§ Dataset extract

----------

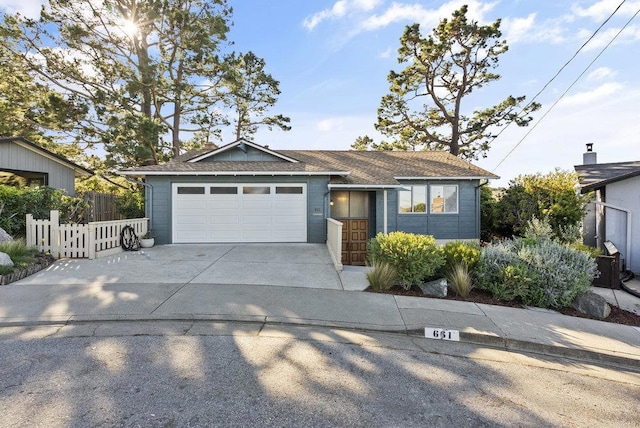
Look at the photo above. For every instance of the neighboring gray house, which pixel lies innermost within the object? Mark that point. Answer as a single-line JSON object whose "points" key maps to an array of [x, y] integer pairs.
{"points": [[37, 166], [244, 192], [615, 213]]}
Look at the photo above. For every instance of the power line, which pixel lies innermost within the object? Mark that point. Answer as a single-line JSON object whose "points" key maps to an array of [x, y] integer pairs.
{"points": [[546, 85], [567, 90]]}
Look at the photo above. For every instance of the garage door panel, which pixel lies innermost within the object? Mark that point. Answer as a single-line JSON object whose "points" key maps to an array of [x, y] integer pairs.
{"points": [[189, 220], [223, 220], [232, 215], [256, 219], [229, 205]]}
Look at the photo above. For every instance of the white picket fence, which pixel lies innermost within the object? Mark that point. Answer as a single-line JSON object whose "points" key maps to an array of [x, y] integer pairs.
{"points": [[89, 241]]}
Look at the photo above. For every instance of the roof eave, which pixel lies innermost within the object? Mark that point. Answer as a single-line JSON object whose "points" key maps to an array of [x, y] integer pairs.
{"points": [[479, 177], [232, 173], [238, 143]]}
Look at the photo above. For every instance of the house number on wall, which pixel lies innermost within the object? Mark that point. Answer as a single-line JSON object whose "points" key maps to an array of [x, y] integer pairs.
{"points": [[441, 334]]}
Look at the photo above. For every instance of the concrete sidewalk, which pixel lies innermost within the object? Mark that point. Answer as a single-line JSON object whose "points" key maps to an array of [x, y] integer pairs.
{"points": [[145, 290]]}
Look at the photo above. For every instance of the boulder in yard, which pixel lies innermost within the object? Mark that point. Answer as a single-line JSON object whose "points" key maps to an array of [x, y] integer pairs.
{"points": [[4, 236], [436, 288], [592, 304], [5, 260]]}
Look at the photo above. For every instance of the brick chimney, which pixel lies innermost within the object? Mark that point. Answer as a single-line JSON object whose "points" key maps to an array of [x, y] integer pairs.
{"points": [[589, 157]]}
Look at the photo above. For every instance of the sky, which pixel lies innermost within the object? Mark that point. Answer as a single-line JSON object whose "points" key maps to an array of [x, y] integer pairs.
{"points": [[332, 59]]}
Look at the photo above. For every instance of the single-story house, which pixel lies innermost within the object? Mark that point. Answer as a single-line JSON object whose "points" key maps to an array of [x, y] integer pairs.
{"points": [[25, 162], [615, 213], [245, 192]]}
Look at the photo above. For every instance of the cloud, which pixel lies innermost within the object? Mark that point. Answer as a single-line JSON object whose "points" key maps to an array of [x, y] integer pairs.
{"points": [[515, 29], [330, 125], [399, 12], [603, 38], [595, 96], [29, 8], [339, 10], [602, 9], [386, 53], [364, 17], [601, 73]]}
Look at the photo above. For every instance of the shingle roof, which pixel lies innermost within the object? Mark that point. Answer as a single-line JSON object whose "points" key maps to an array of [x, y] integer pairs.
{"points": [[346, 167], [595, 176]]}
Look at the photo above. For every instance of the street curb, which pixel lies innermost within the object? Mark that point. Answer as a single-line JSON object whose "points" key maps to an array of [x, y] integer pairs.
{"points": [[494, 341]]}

----------

Update the material above by replacing "innermost within" with "closest to the center of" wherever it occurs, keeping everything else the same. Omit the pictures from your answer.

Look at the photo above. For every instance of the neighboring gray house, which pixel lies closest to the center of the object? Mark that point. Answer as a single-line JSON object whose "points" key maps to an array of [x, y] integer pairs.
{"points": [[37, 166], [244, 192], [615, 213]]}
Look at the photo above. For every instance of the power line, which pixel lies closest to the center of the object? Mark that point. Answer as a single-line JSON object whose "points" key maps to an array of [x, y] integer pairs.
{"points": [[546, 85], [567, 90]]}
Look at the photo above. For every instance of the garage door panel, which pixel lies closest to the center of the object? Mark that point. Answer as a single-line JSON object whose "points" key maps to an array of [x, y] integer pairs.
{"points": [[189, 220], [223, 220], [232, 215], [256, 219], [229, 205]]}
Look at the photo above. For every instance of the white picket fence, which pixel lies closest to the center of the object? Mark that point. Answer as a single-line JSON object whose "points" key maps to an array of [x, y] integer pairs.
{"points": [[89, 241]]}
Look at the photo above. For every instance of the roof eave, which pixel lies closest to the center of the object? Mark that point. Answer as a single-line JSON object whose "points" key maps to an array of [x, y] integer pairs.
{"points": [[479, 177], [232, 173], [238, 143]]}
Look at the photo above. For every instance of the house number on wall, which pixel lies closest to the center of the object? Mark that point. Answer as a single-line JSON object whose "points" key maps to an array of [x, y] integer pairs.
{"points": [[441, 334]]}
Look at the photo above. For every instance of the concrete sidewalk, which pixel lies closest to the center of the object? Mark that point. Answer as a single-line JSON object whose "points" key maps to an array of [x, y] integer pairs.
{"points": [[145, 290]]}
Look at the photo above. For every instance of the boulder in yard, which pixel lies closest to the center of the object? Mark that point. Answer as a single-line JSON object whose "points" key maps to an array of [x, y] integer pairs.
{"points": [[4, 236], [436, 288], [592, 304], [5, 260]]}
Look at the photo above. For every instance of the brick chimney, which pixel lies closest to the center of the object? Mark that point. Answer as a single-line JSON object whose "points" key maps to an array of [x, y] integer pairs.
{"points": [[589, 157]]}
Look at the photo above. For every instance of the sky, which pixel lies closest to the center of the object? Mark that point. Answer as a single-line JSON object whose "points" key maps to an array of [x, y] integer pairs.
{"points": [[332, 59]]}
Look at the photo above. For every instance of the single-story house, which pixel lies closest to the center of the object? Mark that point. Answer as a single-line JSON object whose "points" key maps to an array of [x, y] integer pairs.
{"points": [[25, 162], [615, 213], [245, 192]]}
Look at the photo above. For every instance of the cloud, which pixel lies closest to the center of the object? Mark that point. Answer as a single-line JSON object whose "points" key maps to an array of [x, y] integer pairs.
{"points": [[515, 29], [330, 125], [399, 12], [603, 38], [595, 96], [29, 8], [339, 10], [602, 9], [386, 53], [364, 17], [601, 73]]}
Look at the photo above. For every instance of the shingle roof, which pixel lies closest to the center of the object? Mark that point. Answer as a single-line JSON object whose "points" key maps to an array of [x, y] integer pairs.
{"points": [[346, 167], [595, 176]]}
Look at the photo above. For every instance of the street curb, which pixel lies closest to the center of the object? Mark that point. Answer as a single-line JSON object whose "points" key maps to an array of [x, y] integer pairs.
{"points": [[494, 341]]}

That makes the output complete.